▶ Extract provided:
The S.Cs still have a very small proportion of cultivated land and a smaller proportion of land with assured irrigation. However, they have a disproportionately heavy burden of agricultural and other labour, bonded labour, urban casual labour, safai ("scavenging") labour; health service deficiencies; adverse nutritional and working conditions; lower longevity; and higher infant and under-five mortality. Not many have noticed the fall in S.C. population (according to the Census), from 16.48 per cent in 1991 to 16.2 per cent in 2001. They are severely under-provided for in housing and amenities in both rural and urban areas.
The S.Ts are being increasingly deprived of land and have, in many cases, been reduced to minorities in their homelands. Their lands are poorly developed, rarely irrigated and poorly integrated with the market, leaving the field open to exploiters and middlemen. They are the worst victims of project displacements.
To the crucial schemes initiated by Dr. Ambedkar, more have been added - such as Central assistance for S.C. and S.T. hostels; coaching for Dalit students; machinery for the implementation of the PCR and POA Acts; pre-matric scholarships for children of those in "unclean" occupations; Central assistance to the S.C. Finance & Development Corporations in the States (the first Central economic scheme for the S.Cs); liberation and rehabilitation of safai karamcharis (a scheme under threat); the Rajiv Gandhi National Fellowships; the National S.C. & S.T. Finance & Development Corporation and National Safai Karamchari Finance & Development Corporation. These schemes have helped but have not brought about a qualitative change in Dalits' position in the economy and the social system.

▶ Task set:
**a)** Can you answer these questions from the passage on Scheduled Castes and Scheduled Tribes?
(i) What share of the population did the S.Cs make up in 2001, according to the Census?
(ii) Of what are the S.Ts the worst victims?
(iii) Which scheme is called the first Central economic scheme for the S.Cs?
**b)** Could you pick up the passage on Scheduled Castes and Scheduled Tribes after its last sentence and continue it?
The listing that comes next has no connection to the passage on Scheduled Castes and Scheduled Tribes.

▶ Data block:
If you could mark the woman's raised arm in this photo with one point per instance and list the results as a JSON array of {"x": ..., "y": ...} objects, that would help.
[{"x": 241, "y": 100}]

▶ Answer list:
**a)**
(i) 16.2 per cent
(ii) Project displacements
(iii) Central assistance to the S.C. Finance & Development Corporations in the States

**b)**
In 1978, a momentous step was taken to introduce the Special Component Plan (SCP) for the S.Cs as a prime instrument to allow resources for S.C. development in proportion to their population. And in 1980, a Special Central Assistance (SCA) was granted to the States' SCPs. These helped channel larger plan resources to Dalits. But after the early years and occasional spurts, the effectiveness of these schemes has been blunted by their routinisation and trivialisation without adopting an improved methodology of integrated planning to meet their specific developmental needs and priorities. The institution of the Commissioner for S.C. and S.T. under Article 338 was converted into the National Commission for S.C. & S.T. in 1990-92 and recently bifurcated. A National Safai Karamchari Commission was set up in 1992. These watchdog institutions have been of help. But their effectiveness is blunted by certain failures and omissions.
P.S. Krishnan is a former Secretary to the Government of India and former Member Secretary of the National Commission for Backward Classes.